Work order
Repeat only the lines below from the one containing "Where can the beige" through the one containing "Target: cabinet drawer", inclusive, exactly as written.

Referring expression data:

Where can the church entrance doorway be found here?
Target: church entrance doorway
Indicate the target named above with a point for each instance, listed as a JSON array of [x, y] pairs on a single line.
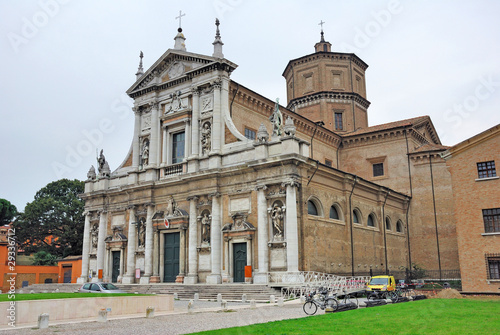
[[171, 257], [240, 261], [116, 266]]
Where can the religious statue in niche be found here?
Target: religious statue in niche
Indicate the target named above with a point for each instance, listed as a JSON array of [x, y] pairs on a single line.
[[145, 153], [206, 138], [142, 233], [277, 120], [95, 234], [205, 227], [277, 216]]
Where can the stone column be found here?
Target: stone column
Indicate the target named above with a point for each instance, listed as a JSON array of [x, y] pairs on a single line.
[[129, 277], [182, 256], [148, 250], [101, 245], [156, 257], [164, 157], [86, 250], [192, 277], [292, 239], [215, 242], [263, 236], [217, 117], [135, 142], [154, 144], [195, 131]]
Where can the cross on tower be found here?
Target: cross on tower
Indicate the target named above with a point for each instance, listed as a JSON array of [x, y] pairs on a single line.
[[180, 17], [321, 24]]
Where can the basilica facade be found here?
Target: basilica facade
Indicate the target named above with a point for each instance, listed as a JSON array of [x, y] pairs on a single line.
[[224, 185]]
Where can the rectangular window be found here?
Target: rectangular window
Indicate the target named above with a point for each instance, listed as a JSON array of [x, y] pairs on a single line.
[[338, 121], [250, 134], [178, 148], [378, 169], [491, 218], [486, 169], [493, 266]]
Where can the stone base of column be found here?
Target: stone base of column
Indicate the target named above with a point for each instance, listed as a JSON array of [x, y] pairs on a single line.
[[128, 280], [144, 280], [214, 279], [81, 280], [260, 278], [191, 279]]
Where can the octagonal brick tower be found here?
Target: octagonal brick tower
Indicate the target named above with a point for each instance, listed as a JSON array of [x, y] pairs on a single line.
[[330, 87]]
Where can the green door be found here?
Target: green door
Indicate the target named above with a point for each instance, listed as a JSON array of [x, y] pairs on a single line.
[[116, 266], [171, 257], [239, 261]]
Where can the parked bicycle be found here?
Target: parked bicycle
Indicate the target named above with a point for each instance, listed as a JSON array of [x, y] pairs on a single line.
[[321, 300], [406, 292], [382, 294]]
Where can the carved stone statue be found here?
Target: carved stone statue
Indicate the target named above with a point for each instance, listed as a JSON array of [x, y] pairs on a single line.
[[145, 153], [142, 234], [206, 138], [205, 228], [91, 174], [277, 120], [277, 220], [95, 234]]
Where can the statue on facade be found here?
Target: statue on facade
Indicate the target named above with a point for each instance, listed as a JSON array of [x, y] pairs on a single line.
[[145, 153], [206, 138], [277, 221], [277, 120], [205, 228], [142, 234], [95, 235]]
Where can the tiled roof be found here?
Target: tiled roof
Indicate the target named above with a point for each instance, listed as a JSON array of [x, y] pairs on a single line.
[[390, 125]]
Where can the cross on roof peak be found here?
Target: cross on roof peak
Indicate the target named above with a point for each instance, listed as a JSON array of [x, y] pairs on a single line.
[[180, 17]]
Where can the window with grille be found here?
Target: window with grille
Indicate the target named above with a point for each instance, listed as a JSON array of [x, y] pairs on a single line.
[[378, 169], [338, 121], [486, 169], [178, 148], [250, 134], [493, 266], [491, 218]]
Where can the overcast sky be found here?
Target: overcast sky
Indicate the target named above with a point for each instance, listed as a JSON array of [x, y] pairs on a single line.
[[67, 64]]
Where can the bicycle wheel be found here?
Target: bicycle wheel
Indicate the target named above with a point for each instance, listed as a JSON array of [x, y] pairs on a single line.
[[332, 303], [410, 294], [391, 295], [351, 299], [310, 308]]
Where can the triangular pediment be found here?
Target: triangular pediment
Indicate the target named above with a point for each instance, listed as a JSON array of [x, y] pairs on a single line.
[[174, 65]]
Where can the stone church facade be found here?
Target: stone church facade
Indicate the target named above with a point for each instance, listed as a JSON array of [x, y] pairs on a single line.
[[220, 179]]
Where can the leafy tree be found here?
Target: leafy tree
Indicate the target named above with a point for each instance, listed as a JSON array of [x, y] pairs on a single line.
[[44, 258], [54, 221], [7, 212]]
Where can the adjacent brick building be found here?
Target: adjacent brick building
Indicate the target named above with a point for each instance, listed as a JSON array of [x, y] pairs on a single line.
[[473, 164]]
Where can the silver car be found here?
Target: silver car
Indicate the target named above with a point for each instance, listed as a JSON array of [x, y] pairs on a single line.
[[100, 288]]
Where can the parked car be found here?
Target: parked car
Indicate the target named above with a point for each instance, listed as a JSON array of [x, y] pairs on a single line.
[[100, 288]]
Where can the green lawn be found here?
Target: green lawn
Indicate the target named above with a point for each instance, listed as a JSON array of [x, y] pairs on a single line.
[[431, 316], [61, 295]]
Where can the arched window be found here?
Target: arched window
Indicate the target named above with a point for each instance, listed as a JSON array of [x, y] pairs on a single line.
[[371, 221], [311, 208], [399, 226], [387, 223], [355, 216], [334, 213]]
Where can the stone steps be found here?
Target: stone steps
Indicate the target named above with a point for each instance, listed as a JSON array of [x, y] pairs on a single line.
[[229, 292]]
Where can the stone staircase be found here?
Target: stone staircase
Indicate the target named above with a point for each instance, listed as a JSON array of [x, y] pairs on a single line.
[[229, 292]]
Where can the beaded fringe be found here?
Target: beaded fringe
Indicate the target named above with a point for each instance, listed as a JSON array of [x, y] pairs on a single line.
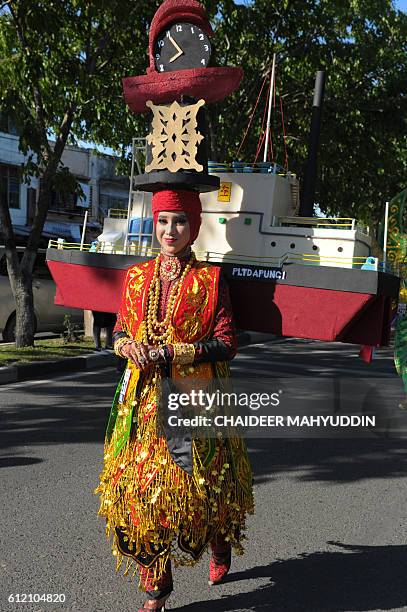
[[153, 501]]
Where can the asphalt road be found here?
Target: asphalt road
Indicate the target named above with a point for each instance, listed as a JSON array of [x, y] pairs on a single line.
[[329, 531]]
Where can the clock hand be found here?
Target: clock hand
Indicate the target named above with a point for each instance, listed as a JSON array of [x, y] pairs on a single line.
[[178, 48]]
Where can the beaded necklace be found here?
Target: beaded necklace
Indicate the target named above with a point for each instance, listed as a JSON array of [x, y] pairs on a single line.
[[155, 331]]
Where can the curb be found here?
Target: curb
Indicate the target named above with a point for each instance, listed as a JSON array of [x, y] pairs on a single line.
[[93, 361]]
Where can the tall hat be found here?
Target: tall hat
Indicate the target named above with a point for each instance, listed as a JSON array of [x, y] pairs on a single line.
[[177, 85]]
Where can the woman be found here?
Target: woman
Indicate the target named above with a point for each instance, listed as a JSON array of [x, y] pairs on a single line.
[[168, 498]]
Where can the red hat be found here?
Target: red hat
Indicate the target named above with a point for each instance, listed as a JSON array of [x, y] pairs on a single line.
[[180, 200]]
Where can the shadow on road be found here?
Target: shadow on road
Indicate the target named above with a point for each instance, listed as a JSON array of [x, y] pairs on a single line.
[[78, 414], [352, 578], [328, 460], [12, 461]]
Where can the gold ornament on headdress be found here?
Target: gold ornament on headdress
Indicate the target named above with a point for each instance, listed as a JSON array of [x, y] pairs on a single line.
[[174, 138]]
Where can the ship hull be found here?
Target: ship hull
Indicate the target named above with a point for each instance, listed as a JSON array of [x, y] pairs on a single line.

==

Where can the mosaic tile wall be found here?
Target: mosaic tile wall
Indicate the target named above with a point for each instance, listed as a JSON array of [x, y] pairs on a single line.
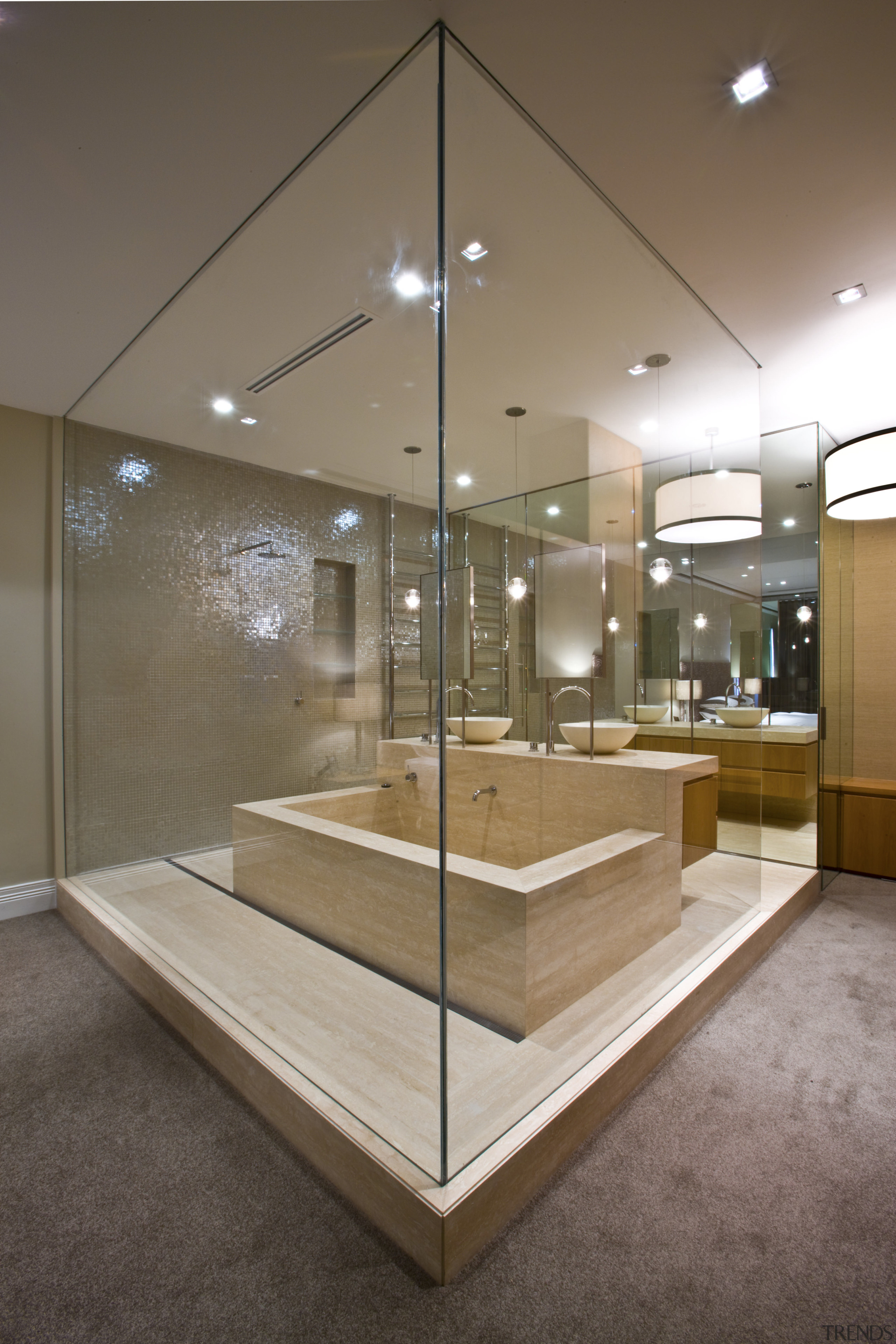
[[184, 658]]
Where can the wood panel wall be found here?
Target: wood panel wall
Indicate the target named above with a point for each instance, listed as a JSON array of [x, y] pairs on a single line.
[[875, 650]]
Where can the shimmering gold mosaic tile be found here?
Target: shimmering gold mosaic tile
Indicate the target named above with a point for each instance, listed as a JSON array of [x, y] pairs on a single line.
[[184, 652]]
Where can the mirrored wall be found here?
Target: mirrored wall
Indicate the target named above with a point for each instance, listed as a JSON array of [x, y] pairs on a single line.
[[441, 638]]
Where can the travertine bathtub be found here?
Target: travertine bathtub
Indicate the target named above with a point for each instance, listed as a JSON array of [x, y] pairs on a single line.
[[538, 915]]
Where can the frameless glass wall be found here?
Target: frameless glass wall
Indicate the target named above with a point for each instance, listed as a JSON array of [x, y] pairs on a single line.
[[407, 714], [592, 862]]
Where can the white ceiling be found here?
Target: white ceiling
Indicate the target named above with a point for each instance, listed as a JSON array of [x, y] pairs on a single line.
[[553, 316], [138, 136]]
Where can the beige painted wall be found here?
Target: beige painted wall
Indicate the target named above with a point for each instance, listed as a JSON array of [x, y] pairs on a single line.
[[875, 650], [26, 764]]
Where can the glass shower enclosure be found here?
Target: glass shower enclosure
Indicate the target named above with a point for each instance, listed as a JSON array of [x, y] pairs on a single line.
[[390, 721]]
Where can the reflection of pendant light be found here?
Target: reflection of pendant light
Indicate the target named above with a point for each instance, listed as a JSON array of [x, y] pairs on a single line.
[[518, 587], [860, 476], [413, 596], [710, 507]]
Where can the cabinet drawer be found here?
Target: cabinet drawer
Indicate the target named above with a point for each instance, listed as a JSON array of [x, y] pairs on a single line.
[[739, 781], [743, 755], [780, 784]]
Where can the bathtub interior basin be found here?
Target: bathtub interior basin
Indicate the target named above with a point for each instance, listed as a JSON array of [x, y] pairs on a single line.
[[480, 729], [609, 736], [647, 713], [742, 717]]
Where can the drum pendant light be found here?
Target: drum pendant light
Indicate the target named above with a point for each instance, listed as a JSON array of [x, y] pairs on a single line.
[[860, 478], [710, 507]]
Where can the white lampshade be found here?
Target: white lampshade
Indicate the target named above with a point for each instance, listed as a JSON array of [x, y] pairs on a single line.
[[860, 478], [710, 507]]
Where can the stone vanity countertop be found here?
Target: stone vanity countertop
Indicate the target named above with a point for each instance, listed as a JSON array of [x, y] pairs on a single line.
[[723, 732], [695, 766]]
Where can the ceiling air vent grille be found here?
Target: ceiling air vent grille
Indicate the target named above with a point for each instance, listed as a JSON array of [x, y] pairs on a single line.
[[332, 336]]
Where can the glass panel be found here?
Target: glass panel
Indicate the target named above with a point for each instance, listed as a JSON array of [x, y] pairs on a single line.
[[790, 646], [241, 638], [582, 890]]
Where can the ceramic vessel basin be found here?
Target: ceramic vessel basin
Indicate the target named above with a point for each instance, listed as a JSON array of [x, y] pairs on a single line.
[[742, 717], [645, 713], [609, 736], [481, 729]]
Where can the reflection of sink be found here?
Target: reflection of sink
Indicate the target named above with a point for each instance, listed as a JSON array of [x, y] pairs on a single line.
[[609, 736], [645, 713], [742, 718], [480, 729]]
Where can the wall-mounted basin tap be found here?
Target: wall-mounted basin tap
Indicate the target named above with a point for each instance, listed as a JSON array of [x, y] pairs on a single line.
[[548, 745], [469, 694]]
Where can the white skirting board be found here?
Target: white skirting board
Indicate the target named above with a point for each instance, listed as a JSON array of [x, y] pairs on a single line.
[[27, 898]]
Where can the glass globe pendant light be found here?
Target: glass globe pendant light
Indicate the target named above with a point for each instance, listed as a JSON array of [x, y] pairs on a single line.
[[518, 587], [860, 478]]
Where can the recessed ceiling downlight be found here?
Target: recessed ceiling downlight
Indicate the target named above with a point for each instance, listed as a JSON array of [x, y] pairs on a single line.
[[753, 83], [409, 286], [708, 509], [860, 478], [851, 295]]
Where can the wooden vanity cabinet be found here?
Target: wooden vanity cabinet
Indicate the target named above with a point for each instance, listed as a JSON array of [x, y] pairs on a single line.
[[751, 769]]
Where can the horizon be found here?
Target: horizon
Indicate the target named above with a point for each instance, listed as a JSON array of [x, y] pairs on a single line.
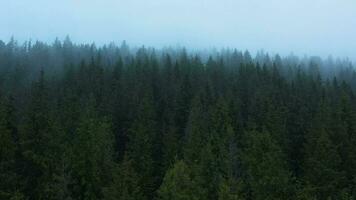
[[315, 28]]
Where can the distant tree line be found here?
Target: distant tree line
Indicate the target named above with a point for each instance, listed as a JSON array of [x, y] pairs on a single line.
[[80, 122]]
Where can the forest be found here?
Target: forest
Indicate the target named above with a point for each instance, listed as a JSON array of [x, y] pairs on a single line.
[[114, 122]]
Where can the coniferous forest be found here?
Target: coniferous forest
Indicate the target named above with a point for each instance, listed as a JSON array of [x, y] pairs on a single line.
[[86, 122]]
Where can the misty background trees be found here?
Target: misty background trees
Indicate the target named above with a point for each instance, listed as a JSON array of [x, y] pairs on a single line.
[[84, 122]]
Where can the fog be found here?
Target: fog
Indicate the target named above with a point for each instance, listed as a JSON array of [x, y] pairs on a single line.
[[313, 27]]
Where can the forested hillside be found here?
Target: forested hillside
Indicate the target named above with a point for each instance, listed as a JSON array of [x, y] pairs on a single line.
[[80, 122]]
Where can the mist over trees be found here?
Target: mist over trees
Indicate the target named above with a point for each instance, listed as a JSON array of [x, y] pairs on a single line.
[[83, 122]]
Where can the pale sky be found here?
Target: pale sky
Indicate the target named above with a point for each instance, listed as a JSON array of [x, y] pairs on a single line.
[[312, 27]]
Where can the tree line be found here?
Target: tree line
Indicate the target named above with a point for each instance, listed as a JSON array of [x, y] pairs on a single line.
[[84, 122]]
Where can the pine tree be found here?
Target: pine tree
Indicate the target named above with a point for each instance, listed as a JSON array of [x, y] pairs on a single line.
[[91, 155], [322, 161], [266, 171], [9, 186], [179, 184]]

* * *

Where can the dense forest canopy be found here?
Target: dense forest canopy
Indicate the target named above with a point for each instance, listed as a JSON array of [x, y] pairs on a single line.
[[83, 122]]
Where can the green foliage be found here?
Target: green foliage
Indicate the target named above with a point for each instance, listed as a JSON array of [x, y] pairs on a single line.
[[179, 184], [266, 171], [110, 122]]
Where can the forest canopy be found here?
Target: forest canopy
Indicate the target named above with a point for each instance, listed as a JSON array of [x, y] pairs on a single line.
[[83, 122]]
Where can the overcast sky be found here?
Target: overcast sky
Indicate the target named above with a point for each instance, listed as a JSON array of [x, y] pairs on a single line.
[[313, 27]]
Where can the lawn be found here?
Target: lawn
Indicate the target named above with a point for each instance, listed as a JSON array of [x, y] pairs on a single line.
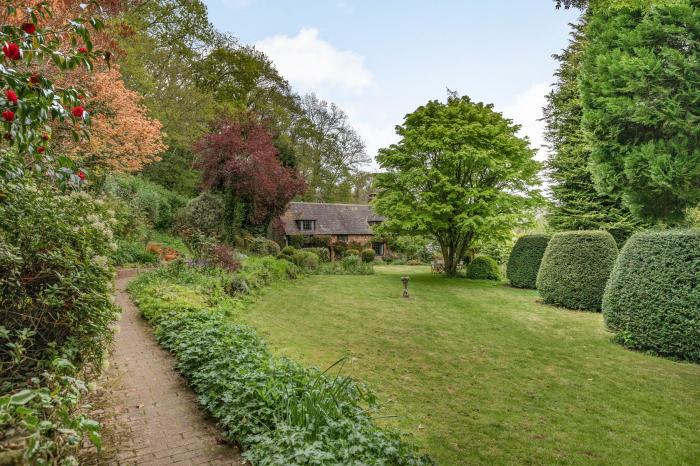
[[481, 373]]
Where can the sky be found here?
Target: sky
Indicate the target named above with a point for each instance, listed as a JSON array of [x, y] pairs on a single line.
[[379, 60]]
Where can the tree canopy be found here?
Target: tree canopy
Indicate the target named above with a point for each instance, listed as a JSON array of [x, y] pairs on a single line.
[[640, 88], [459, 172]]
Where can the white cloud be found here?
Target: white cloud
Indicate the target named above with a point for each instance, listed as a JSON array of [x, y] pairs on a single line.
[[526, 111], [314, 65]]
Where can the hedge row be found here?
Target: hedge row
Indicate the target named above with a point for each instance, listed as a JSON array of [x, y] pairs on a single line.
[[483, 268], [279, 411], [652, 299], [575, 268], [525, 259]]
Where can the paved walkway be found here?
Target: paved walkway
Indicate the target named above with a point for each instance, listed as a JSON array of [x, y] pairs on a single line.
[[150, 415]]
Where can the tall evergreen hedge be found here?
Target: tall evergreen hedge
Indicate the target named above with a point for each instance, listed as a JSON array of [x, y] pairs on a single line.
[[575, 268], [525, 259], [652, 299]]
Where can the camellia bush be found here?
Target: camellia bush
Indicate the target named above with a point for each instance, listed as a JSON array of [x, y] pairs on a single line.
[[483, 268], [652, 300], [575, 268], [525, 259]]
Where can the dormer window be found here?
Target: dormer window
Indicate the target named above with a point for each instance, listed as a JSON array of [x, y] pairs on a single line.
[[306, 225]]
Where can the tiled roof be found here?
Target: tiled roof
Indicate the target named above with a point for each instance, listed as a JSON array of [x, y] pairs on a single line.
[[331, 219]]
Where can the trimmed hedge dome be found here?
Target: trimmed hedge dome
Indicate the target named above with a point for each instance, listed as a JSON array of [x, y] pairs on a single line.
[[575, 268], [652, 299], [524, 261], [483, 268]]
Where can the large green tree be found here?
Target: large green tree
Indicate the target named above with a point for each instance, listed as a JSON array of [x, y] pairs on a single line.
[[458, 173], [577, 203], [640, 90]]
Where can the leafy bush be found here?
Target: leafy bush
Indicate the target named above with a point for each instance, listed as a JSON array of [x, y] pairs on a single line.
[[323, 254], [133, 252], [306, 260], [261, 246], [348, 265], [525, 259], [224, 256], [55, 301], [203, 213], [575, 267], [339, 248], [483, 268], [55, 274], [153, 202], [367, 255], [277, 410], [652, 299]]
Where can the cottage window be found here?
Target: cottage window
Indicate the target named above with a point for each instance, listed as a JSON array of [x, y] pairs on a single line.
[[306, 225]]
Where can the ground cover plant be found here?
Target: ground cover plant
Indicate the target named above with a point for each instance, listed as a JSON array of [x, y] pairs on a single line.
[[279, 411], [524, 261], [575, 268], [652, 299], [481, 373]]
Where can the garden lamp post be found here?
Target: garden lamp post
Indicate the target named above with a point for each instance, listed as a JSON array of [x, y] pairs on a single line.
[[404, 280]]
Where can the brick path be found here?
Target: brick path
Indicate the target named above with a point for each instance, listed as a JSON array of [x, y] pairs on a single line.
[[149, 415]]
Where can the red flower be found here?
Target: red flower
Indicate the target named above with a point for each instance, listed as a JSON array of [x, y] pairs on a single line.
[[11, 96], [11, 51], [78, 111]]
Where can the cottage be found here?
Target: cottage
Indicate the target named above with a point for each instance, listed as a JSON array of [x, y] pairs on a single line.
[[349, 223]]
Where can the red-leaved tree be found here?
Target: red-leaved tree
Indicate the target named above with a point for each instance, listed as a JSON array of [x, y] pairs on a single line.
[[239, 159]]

Written reply
Where can the beige painted wall be found here?
Target: beige painted wall
Indicate the target named above with a point for each instance, listed as a JSON array of [x, y] pairs on a single line.
[[875, 650], [26, 764]]
Where can the glass shower enclosure be found here?
Target: glass shower enclosure
Indicate the target named above with a point for each instance, listed as a JSON array of [x, y] pairs on a single line.
[[390, 721]]
Where can the reflection of pendant light be found here?
Target: reflection of pendant light
Indicate the target named above with a point for each instance, listed as a JSON array of [x, y] pairs on a single line.
[[518, 587], [860, 476], [413, 596], [710, 507]]
Where can the cabinet drawer be found here?
Target: cabinet drawer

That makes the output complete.